Segment Start: DATA PROVIDED

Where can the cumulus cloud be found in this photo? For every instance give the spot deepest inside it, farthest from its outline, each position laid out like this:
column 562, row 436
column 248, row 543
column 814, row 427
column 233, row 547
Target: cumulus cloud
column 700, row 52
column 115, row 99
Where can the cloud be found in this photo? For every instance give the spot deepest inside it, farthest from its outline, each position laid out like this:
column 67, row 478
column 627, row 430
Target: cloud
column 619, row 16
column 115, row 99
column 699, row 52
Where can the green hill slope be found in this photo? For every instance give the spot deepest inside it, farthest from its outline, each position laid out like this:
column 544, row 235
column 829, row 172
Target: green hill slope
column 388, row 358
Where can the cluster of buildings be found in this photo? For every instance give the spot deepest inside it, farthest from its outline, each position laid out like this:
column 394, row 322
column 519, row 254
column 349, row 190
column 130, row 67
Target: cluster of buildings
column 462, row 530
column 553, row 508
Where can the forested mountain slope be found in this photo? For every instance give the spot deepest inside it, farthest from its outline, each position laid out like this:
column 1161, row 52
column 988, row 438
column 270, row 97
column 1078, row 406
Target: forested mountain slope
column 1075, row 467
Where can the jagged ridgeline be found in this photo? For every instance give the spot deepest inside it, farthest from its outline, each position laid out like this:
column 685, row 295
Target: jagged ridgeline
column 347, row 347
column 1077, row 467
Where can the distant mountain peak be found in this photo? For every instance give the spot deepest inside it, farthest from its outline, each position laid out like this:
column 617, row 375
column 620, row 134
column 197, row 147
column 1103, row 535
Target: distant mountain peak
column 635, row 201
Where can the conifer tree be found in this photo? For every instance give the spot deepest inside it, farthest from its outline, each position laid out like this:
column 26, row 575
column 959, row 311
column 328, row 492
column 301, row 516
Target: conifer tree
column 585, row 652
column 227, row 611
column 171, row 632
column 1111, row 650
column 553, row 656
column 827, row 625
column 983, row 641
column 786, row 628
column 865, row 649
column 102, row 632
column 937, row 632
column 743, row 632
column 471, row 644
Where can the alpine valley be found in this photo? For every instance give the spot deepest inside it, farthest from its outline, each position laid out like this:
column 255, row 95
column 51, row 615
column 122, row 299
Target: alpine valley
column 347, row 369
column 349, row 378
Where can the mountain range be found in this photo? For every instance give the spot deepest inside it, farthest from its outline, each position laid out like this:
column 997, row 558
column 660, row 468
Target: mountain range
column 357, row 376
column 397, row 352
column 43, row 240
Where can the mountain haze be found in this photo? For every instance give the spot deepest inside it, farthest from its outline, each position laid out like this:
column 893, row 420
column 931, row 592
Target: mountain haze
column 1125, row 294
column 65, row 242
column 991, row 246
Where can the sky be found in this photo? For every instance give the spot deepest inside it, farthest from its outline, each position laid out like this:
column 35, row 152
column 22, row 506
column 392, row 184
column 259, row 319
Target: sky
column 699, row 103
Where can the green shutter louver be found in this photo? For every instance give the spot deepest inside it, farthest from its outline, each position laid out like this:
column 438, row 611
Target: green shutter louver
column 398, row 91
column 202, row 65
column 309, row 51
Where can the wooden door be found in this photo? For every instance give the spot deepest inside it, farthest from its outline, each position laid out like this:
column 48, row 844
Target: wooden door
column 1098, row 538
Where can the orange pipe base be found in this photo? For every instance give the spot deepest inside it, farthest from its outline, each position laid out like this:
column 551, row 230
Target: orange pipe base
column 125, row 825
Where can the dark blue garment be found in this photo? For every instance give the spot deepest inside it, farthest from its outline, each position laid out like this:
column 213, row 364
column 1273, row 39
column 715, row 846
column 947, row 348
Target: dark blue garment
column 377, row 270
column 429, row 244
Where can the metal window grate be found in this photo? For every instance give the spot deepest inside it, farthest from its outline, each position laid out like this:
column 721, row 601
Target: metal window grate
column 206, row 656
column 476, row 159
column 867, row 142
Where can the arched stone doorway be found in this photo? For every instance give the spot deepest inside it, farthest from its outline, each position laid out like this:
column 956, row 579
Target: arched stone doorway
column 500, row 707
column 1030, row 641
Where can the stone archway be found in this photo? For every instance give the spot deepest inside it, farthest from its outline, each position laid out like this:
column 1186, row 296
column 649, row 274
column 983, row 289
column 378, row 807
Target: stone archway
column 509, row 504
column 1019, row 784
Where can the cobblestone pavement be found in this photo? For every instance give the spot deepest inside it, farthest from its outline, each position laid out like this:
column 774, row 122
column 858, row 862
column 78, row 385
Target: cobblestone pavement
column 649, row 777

Segment End: DATA PROVIDED
Segment Start: DATA PROVIDED

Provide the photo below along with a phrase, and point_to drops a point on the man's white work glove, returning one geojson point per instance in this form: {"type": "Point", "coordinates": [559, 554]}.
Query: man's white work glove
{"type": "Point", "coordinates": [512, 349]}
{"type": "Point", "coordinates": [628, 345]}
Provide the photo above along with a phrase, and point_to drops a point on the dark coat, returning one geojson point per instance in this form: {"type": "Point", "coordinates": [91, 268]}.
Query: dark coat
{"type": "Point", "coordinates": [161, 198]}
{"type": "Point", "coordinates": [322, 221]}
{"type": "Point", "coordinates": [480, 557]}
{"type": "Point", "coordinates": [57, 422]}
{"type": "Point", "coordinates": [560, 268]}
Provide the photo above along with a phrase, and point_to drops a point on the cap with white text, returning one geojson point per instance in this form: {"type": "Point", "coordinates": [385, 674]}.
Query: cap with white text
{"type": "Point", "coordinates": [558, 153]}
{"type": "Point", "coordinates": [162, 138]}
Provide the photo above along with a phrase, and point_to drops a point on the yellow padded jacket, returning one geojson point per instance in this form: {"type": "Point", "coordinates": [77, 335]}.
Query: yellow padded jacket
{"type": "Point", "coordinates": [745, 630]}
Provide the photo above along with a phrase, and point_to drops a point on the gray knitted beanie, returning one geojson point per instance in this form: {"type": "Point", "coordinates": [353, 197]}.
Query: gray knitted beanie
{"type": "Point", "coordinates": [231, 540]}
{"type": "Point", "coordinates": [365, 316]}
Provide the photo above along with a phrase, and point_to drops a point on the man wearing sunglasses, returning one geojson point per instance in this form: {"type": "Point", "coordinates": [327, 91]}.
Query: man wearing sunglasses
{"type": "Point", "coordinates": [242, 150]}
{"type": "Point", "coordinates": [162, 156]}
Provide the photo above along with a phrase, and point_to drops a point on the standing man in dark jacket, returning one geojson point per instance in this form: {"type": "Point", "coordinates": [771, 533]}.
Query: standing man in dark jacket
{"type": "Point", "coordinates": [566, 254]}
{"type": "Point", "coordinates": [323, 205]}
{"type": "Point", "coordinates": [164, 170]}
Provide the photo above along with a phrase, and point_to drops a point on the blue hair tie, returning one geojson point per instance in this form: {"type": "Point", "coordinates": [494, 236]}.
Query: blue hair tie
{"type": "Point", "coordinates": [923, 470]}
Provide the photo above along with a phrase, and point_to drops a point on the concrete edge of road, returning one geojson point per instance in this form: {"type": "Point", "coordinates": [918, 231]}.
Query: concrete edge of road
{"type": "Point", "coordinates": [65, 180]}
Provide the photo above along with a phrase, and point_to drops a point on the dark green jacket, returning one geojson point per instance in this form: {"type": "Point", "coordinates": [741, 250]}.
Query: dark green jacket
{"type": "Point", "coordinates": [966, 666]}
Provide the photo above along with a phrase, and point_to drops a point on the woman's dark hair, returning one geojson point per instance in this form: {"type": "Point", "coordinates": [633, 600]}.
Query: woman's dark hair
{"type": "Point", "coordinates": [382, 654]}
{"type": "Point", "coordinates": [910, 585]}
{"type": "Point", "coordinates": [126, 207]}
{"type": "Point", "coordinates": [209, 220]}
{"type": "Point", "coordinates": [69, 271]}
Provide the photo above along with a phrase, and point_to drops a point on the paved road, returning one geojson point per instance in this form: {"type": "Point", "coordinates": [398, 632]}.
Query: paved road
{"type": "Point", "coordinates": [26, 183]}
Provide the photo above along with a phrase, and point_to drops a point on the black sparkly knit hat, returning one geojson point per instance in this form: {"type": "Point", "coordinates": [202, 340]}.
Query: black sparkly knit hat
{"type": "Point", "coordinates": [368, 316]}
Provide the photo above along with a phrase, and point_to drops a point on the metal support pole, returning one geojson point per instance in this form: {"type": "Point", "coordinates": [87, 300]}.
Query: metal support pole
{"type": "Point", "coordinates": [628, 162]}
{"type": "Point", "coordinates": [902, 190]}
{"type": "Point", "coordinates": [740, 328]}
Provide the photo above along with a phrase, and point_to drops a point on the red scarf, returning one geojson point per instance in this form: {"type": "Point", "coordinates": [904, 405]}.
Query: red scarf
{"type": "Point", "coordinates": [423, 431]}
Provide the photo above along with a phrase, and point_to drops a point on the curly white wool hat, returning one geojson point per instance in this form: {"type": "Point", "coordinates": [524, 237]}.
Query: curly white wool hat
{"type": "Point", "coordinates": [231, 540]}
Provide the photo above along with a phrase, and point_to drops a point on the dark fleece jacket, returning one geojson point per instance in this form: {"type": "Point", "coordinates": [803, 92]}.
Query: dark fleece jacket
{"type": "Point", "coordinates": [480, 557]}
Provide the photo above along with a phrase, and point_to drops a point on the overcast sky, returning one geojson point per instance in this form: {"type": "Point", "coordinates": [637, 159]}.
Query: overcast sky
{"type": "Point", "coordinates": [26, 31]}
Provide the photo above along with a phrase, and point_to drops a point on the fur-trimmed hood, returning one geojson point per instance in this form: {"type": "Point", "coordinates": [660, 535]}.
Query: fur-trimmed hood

Segment End: DATA PROVIDED

» WORK TASK:
With the line holding "Target: sky" as the first and the line holding "column 721, row 601" as the last, please transcribe exactly the lines of the material above in that range and nothing else.

» OUTPUT OF THE EXERCISE:
Target: sky
column 699, row 103
Where can the green shutter louver be found in this photo? For every instance give the spot deepest inside it, farthest from its outline, each position laid out like this:
column 438, row 611
Target: green shutter louver
column 398, row 91
column 202, row 65
column 309, row 51
Where can the wooden door be found in this photo? For every instance give the spot deepest inside it, farthest from its outline, each position laid out like this:
column 48, row 844
Target: wooden door
column 1098, row 538
Where can the orange pipe base be found in this photo? For every instance give the spot deepest inside it, farthest from its outline, each position laid out like this:
column 551, row 230
Target: orange pipe base
column 125, row 825
Where can the dark blue garment be found in this photo? For every instance give the spot deepest inside it, farthest from its outline, each position laid out like this:
column 213, row 364
column 1273, row 39
column 715, row 846
column 947, row 348
Target: dark blue garment
column 377, row 270
column 429, row 244
Where can the metal window grate be found in this photo? For every instance give the spot deepest inside it, farthest from its outline, each position laid out like this:
column 721, row 601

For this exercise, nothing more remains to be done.